* [Materials provided]:
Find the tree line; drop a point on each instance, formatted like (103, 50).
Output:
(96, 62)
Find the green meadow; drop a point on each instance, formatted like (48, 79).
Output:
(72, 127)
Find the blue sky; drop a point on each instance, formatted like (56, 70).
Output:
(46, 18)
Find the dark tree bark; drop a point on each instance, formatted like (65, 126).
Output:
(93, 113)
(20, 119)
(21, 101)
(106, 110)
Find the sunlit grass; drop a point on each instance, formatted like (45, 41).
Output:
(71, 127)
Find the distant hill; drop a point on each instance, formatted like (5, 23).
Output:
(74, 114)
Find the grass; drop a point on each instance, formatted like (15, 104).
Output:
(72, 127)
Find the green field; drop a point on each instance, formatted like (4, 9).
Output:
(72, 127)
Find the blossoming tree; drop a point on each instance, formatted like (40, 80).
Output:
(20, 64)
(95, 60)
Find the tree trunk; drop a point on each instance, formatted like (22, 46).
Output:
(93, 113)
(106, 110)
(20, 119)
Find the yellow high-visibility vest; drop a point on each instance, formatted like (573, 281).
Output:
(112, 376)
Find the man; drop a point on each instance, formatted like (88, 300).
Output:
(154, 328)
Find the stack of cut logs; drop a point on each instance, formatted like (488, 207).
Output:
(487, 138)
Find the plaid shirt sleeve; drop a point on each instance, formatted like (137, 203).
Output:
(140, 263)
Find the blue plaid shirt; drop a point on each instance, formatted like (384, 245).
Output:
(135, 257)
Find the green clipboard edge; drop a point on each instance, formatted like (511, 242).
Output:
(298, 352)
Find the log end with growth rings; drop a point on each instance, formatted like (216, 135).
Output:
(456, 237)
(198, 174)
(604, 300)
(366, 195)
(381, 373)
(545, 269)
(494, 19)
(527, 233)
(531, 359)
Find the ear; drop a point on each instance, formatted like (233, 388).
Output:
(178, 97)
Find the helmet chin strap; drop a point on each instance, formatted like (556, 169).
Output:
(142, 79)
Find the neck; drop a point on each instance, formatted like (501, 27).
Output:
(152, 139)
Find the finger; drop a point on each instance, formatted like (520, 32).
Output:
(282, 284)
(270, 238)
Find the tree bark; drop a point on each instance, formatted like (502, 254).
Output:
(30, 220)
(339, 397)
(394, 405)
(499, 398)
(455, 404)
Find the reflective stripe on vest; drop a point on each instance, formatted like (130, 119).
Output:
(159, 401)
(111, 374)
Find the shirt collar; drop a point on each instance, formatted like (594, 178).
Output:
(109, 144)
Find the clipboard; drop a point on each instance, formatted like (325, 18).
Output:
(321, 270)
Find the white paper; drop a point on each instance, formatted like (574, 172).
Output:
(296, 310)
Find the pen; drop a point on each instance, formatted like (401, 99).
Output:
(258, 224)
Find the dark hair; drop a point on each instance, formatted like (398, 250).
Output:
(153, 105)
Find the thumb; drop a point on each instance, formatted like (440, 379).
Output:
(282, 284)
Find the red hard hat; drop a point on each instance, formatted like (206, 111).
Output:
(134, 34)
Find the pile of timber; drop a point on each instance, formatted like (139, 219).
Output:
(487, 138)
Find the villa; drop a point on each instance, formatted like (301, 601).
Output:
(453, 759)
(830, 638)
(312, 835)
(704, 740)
==
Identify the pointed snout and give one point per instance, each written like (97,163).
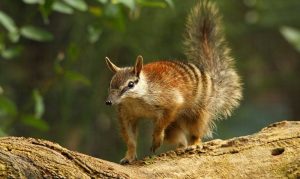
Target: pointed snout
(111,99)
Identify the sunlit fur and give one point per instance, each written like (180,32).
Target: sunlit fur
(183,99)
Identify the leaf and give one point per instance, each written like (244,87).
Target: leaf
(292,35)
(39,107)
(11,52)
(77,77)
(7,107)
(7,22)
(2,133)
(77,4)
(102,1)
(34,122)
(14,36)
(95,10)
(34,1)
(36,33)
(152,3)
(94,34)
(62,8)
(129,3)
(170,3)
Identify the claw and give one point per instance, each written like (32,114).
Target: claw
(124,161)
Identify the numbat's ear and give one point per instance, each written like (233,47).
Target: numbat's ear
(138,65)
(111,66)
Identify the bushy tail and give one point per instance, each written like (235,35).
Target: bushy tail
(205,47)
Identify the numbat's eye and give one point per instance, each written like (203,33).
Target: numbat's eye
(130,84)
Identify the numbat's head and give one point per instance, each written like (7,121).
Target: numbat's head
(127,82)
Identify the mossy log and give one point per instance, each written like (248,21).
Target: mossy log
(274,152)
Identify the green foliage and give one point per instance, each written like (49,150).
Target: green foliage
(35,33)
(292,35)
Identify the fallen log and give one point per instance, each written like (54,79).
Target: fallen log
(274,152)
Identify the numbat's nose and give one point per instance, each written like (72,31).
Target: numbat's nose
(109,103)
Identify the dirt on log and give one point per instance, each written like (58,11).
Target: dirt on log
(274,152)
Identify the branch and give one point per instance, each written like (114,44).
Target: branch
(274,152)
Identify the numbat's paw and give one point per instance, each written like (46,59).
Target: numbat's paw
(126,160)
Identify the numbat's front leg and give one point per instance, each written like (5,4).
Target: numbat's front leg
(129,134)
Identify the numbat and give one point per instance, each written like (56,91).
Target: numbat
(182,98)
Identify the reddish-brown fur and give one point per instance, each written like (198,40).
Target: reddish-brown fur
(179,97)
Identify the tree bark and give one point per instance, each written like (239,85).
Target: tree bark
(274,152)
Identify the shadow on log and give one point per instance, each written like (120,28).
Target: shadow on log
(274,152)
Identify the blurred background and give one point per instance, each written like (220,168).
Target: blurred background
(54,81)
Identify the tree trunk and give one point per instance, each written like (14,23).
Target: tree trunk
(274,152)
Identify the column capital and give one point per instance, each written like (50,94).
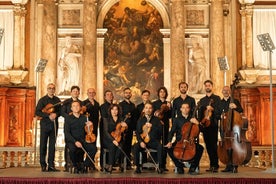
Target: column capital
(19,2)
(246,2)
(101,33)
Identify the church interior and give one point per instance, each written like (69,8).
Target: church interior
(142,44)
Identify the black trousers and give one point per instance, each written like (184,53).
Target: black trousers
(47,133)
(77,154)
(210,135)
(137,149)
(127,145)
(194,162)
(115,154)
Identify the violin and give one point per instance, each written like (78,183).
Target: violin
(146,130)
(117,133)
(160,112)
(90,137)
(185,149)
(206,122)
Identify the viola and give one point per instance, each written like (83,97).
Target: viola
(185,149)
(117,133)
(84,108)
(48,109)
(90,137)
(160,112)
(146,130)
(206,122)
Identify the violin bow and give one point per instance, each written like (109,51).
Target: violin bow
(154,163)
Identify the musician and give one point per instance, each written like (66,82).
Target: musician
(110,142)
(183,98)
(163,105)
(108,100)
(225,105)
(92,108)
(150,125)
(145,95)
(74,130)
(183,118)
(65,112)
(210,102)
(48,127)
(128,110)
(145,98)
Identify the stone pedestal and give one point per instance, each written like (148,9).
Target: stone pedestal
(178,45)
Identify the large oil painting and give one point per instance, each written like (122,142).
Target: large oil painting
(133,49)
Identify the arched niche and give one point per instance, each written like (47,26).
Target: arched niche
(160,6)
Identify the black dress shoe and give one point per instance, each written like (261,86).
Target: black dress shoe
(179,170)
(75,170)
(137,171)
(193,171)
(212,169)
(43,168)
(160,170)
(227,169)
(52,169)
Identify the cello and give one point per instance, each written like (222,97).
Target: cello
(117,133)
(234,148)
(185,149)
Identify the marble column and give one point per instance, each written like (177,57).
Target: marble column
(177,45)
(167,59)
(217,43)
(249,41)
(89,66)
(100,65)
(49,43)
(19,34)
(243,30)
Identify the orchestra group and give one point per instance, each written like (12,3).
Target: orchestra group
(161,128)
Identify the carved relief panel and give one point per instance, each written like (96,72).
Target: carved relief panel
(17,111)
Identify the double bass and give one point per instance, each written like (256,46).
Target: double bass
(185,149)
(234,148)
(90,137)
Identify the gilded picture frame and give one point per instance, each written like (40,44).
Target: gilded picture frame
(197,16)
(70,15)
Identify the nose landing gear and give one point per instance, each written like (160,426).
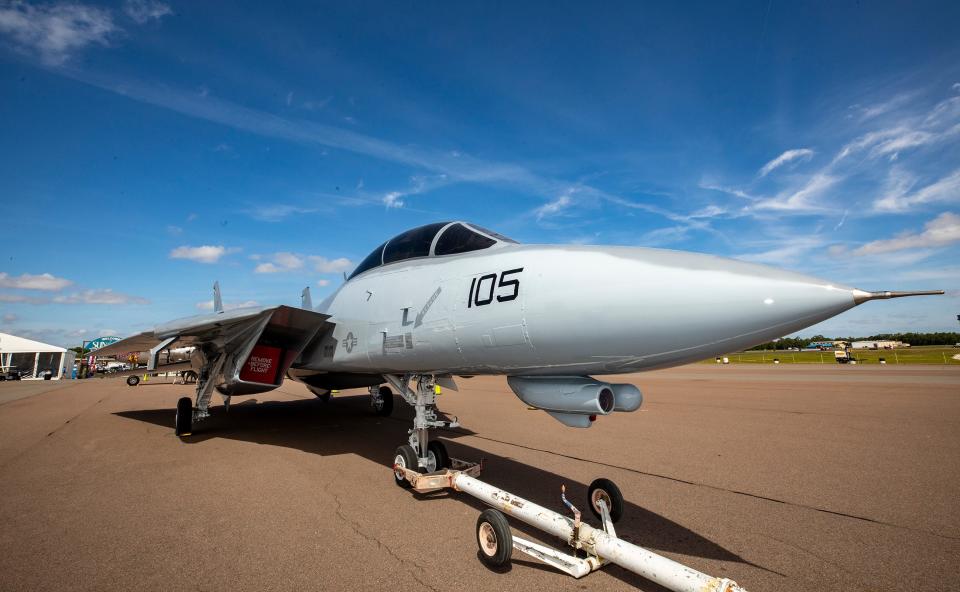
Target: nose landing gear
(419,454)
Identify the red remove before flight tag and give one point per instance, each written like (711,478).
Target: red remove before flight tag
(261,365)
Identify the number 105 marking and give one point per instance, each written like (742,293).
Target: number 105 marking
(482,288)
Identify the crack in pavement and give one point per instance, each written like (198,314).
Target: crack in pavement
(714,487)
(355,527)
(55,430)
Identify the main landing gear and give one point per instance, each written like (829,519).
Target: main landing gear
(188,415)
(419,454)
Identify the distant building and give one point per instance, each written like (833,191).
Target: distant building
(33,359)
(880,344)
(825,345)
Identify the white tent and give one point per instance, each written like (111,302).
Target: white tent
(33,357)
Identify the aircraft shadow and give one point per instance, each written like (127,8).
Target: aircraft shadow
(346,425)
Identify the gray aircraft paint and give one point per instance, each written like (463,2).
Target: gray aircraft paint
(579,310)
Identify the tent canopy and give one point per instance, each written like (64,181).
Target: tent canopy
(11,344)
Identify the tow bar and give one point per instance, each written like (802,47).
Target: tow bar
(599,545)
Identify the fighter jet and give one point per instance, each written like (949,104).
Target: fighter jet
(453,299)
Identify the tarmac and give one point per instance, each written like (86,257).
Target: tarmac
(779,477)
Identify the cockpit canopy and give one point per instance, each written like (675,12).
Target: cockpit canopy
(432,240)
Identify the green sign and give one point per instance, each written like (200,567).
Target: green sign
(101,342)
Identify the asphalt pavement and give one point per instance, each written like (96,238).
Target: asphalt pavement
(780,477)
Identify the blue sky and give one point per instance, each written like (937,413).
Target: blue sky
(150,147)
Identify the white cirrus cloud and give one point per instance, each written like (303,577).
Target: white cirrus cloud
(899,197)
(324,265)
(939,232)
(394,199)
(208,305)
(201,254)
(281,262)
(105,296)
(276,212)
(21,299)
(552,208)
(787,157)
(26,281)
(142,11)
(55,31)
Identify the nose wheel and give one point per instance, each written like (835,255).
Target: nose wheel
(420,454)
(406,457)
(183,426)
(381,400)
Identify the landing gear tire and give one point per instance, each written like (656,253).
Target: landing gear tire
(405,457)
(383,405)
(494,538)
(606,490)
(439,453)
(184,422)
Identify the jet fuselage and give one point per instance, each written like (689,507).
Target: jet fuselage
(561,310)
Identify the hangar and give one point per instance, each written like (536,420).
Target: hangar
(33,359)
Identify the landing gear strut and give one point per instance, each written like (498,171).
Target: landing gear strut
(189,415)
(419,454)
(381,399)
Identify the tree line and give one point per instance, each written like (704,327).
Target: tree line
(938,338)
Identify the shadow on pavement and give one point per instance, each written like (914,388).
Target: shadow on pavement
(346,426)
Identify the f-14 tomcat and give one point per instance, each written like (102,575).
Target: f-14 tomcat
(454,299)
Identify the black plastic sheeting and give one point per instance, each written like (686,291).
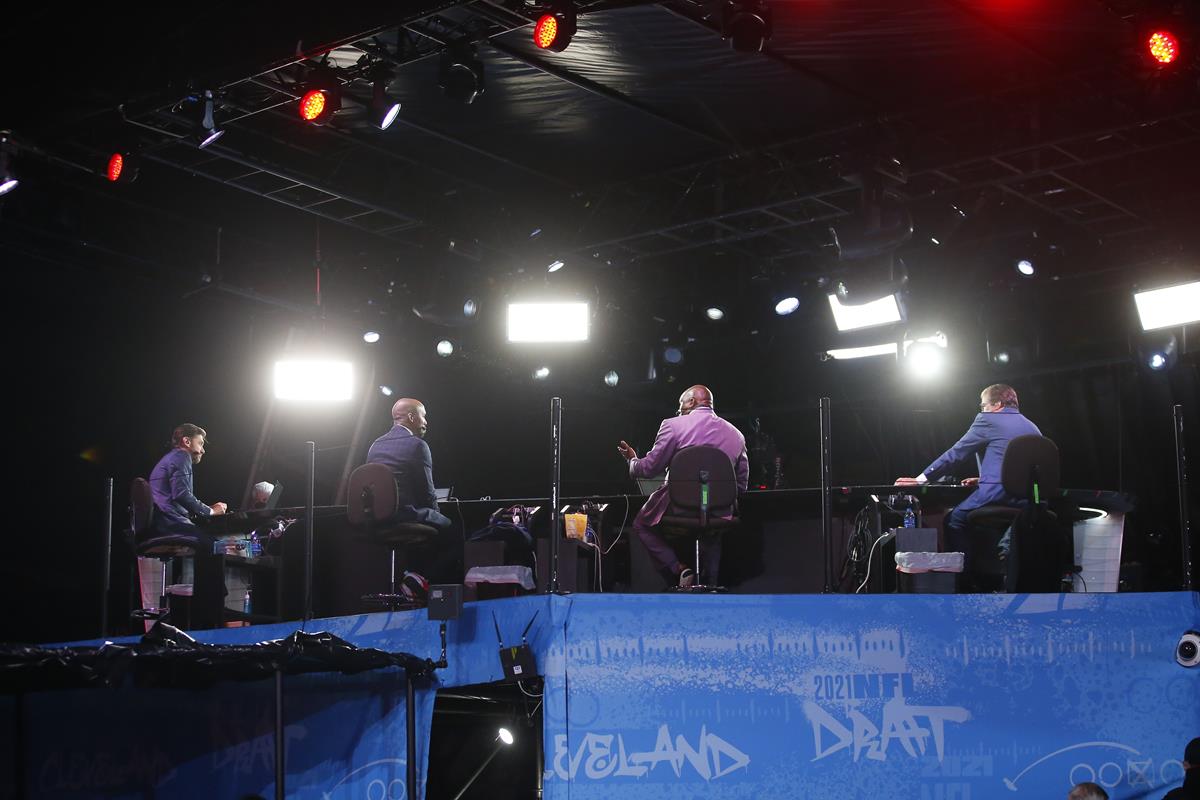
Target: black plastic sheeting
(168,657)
==
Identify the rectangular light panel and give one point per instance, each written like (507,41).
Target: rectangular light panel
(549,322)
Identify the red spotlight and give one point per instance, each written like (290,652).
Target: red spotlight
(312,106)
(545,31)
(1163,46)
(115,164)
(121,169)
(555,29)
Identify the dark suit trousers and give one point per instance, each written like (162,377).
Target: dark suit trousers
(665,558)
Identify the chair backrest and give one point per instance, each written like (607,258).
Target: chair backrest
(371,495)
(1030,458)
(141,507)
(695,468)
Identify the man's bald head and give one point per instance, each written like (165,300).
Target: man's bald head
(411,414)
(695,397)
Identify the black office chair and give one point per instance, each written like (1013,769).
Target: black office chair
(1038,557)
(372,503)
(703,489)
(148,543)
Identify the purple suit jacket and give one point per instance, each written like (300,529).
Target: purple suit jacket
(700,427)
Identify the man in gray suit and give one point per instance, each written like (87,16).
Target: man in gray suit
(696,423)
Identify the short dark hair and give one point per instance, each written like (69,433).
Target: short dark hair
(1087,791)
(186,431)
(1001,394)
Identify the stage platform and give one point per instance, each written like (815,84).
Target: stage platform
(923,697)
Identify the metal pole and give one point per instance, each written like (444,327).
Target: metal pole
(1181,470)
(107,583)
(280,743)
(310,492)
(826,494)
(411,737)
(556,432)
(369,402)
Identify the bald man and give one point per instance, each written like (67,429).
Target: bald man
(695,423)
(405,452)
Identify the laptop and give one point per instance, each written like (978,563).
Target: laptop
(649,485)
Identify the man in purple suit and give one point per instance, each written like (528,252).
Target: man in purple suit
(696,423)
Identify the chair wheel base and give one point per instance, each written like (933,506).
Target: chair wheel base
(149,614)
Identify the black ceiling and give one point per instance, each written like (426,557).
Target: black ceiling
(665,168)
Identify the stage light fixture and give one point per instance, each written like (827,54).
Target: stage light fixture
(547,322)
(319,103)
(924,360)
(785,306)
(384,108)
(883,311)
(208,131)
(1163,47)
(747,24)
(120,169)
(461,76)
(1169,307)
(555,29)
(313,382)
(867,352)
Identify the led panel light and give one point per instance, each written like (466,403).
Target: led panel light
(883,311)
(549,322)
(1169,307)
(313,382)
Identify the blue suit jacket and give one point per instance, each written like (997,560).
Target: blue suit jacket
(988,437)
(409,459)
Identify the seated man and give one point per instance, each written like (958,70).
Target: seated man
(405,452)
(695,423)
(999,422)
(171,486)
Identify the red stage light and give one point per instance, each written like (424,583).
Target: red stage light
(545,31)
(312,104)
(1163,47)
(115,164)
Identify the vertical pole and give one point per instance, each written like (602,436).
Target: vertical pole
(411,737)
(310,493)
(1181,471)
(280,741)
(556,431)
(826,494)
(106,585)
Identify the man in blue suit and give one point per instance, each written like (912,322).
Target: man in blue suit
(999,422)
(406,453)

* [Exercise brief]: Pull out every line above that contains the string "tent", treating uppercase and lowercase letters as distinct.

* [Task answer]:
Identify the white tent and give one point per instance, each written like (111,302).
Target: white tent
Identify the tent canopy and give one point per instance, each written like (64,181).
Target: tent canopy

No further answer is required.